-- BEGIN GIVEN RECORDS --

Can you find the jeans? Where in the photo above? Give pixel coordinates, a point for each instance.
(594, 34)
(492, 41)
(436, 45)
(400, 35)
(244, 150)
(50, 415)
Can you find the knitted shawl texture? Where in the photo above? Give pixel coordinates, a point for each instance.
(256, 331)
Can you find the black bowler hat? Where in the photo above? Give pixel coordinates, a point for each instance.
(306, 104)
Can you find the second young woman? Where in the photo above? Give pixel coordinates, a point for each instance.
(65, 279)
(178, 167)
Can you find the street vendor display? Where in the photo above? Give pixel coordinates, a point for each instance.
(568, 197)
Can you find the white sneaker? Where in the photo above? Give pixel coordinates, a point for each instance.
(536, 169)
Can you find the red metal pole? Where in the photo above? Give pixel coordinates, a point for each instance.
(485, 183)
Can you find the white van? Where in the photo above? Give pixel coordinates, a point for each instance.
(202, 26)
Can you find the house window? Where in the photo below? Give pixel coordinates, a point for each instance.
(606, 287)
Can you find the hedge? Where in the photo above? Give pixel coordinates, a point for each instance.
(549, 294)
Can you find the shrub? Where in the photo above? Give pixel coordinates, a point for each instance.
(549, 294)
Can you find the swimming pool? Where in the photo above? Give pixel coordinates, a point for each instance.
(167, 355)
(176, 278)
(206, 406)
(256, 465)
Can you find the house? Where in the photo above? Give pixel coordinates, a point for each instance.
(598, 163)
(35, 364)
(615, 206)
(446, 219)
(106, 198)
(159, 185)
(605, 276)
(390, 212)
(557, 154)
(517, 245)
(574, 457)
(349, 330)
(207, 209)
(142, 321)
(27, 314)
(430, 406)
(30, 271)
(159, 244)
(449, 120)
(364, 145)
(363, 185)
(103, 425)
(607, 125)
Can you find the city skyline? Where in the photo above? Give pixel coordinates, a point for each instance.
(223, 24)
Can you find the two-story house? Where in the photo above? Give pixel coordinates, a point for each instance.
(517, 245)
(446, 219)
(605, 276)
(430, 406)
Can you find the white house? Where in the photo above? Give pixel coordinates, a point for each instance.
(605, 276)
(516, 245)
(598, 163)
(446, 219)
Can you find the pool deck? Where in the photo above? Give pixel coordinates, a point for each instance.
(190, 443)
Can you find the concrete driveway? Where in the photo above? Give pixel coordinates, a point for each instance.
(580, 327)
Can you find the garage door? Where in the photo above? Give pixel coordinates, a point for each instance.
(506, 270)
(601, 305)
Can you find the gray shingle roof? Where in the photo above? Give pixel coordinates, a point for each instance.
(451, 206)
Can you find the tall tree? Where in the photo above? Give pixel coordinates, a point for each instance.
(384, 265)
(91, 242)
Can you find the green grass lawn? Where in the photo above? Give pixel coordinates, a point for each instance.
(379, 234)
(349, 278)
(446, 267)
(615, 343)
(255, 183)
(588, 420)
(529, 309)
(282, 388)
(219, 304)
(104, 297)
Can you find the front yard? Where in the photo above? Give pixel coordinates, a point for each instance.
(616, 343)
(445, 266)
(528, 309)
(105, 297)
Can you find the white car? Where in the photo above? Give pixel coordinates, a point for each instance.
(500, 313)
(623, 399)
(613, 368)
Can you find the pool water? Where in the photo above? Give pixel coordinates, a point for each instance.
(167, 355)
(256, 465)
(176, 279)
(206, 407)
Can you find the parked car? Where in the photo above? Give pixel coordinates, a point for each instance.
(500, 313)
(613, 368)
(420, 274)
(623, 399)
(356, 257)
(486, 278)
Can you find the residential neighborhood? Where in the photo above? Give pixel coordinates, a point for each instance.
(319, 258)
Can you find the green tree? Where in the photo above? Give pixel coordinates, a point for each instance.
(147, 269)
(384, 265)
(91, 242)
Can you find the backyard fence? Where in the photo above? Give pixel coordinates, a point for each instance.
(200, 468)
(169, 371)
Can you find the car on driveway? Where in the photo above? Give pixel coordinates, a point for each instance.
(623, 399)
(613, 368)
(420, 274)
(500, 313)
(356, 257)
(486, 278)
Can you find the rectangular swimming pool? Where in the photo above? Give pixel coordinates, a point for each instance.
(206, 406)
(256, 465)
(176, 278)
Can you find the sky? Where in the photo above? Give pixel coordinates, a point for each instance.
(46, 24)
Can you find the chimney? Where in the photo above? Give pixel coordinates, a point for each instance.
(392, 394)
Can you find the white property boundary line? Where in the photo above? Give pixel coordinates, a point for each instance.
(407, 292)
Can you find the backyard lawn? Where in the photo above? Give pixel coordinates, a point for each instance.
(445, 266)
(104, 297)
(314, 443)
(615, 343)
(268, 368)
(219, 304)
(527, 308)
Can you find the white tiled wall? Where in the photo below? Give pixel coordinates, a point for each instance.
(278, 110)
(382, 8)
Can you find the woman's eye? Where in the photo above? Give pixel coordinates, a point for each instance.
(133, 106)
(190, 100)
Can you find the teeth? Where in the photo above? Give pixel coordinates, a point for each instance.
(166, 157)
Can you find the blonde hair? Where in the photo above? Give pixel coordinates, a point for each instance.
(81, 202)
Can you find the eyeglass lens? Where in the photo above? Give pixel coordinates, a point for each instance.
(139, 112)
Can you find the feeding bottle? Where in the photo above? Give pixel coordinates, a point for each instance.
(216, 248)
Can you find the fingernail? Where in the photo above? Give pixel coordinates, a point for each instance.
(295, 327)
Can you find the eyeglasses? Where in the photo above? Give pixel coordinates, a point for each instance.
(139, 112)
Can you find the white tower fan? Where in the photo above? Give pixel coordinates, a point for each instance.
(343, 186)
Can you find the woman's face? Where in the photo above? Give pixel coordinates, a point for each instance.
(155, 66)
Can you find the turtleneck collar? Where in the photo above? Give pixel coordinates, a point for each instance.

-- END GIVEN RECORDS --

The records above must be repeated exactly, every one of them.

■ ANSWER BELOW
Can you find the jeans? Where in the photo above? Give pixel coordinates, a point for each instance.
(594, 34)
(492, 41)
(436, 45)
(400, 35)
(244, 150)
(50, 415)
Can you find the knitted shawl texture? Where in the photo above? Give pixel coordinates, a point for each instance.
(256, 331)
Can you find the black bowler hat? Where in the photo above? Give pixel coordinates, a point for each instance.
(306, 104)
Can you find the second young woman? Where in the photo above? Give pixel coordinates, a point for each instance.
(65, 279)
(178, 167)
Can you find the street vendor display? Where in the photo above? Give pixel coordinates, a point for each instance.
(568, 197)
Can you find the white sneaker? Where in the photo above? Give pixel coordinates, a point for each instance.
(536, 169)
Can you find the red metal pole? Where in the photo above? Give pixel coordinates, a point for each instance.
(485, 183)
Can you find the white van? Where in the photo above? Give pixel coordinates, a point for each instance.
(202, 26)
Can you find the house window? Where in the photo below? Give pixel coordinates, a point for each instance.
(606, 287)
Can you find the hedge? Where in the photo above? Give pixel coordinates, a point for each instance.
(549, 294)
Can you find the shrub? Where in the photo above? Give pixel coordinates, a point for each instance.
(549, 294)
Can you find the swimming pool? Where in the photo above? Give pixel coordinates, a point for each instance.
(167, 355)
(176, 278)
(206, 406)
(256, 465)
Can you find the house? Where in the photo above? Give pixel coordinates, a point for each instance.
(598, 163)
(35, 364)
(615, 206)
(446, 219)
(106, 198)
(159, 185)
(605, 276)
(390, 212)
(557, 154)
(517, 245)
(574, 457)
(349, 330)
(207, 209)
(142, 321)
(27, 314)
(430, 406)
(30, 271)
(159, 244)
(449, 120)
(364, 145)
(363, 185)
(103, 425)
(607, 125)
Can you find the city skyline? Where in the photo above? Give pixel coordinates, a point for each instance.
(223, 24)
Can you find the two-story house? Where in the photo above? Give pixel coordinates, a point for each instance.
(517, 245)
(446, 219)
(605, 276)
(430, 406)
Can you find the white house? Where in the photo above? Give pixel coordinates, a point for each instance.
(605, 276)
(516, 245)
(598, 163)
(446, 219)
Can you find the pool deck? Where in the photo above? Give pixel coordinates, a point for each instance.
(190, 443)
Can you find the concrete driveway? Where in the photo above? Give pixel coordinates, a point for each instance.
(580, 327)
Can you find the garage door? Where in the photo above? Give pixel coordinates, a point for each instance.
(506, 270)
(601, 305)
Can you find the gray shingle roof? Where in the photo above? Give pixel coordinates, a point for each instance.
(451, 206)
Can you find the tall tree? Where in the photo above? Give pixel coordinates, a point for each instance.
(384, 265)
(91, 242)
Can you find the green grass lawn? Where in the photo above? Give pixel coordinates, a point for each instance.
(379, 234)
(349, 278)
(446, 267)
(615, 343)
(255, 183)
(588, 420)
(529, 309)
(282, 388)
(219, 304)
(104, 297)
Can you find the front yard? Where in the photo above? Give pixel coordinates, a point for each instance.
(616, 343)
(445, 266)
(528, 309)
(105, 297)
Can you find the white car? Where in the photo above? Give pixel coordinates, a point for each instance.
(500, 313)
(623, 399)
(613, 368)
Can you find the pool water? Where in the photo above? Give pixel coordinates, a point for each instance.
(167, 355)
(256, 465)
(176, 279)
(206, 407)
Can you find the parked car? Where in the photo above? Give pixel coordinates, a point for each instance.
(500, 313)
(613, 368)
(420, 274)
(623, 399)
(356, 257)
(486, 278)
Can you find the residential neighborhood? Where in the photo above? Give pixel coordinates, a point for each instance.
(319, 258)
Can you find the green tree? Where in the photo above? Give pixel coordinates, a point for each instance.
(147, 269)
(384, 265)
(91, 242)
Can you find the backyard fence? Where in the photo above? Give pixel coordinates, a point for each instance.
(200, 468)
(169, 371)
Can you find the car on driveway? Where in the photo above? Give pixel coordinates, a point for each instance.
(623, 399)
(613, 368)
(420, 274)
(500, 313)
(356, 257)
(486, 278)
Can you find the rectangular swimming pool? Where in the photo above? Give pixel coordinates, a point for each instance.
(206, 406)
(256, 465)
(176, 278)
Can you find the sky? Where in the photo above? Give pixel coordinates, a point for each instance.
(46, 24)
Can you find the chimney? Where in the photo above? Give pixel coordinates, a point for each instance.
(392, 394)
Can you find the white property boundary line? Where in the photo above? Give pixel coordinates, a point for each instance.
(407, 292)
Can you find the backyard lawn? Where in the photo above? Give pixel coordinates, a point for each instance.
(445, 266)
(104, 297)
(314, 443)
(615, 343)
(268, 368)
(219, 304)
(527, 308)
Can you find the white tiled wall? Where in the photo below? Give pixel coordinates, a point for each instance.
(278, 110)
(382, 8)
Can you find the woman's eye? Where in the photo above? Give pixel coordinates, a point for each instance.
(133, 106)
(190, 100)
Can you find the teeth? Where in the photo above? Give pixel coordinates, a point for each instance.
(166, 157)
Can you find the blonde hair? Where in the photo above? Give pixel coordinates, a point for each instance.
(81, 202)
Can you find the eyeglass lens? Where in the photo above? Give pixel coordinates, a point for each instance.
(139, 112)
Can you find the feeding bottle? Where in the photo above? Give pixel coordinates, a point for each instance.
(216, 248)
Can you find the fingernail? Where in the photo above? Give pixel coordinates, a point for each instance.
(295, 327)
Can you find the eyeglasses? Where in the photo above? Give pixel coordinates, a point for each instance.
(139, 112)
Can you find the white tower fan? Where in the photo above? Give pixel coordinates, a point for each instance.
(343, 186)
Can you find the woman's face? Where in the photo above? Give pixel coordinates, a point for each instance.
(155, 66)
Can you find the turtleneck collar? Where in the photo above? Give pixel coordinates, a point for each instance.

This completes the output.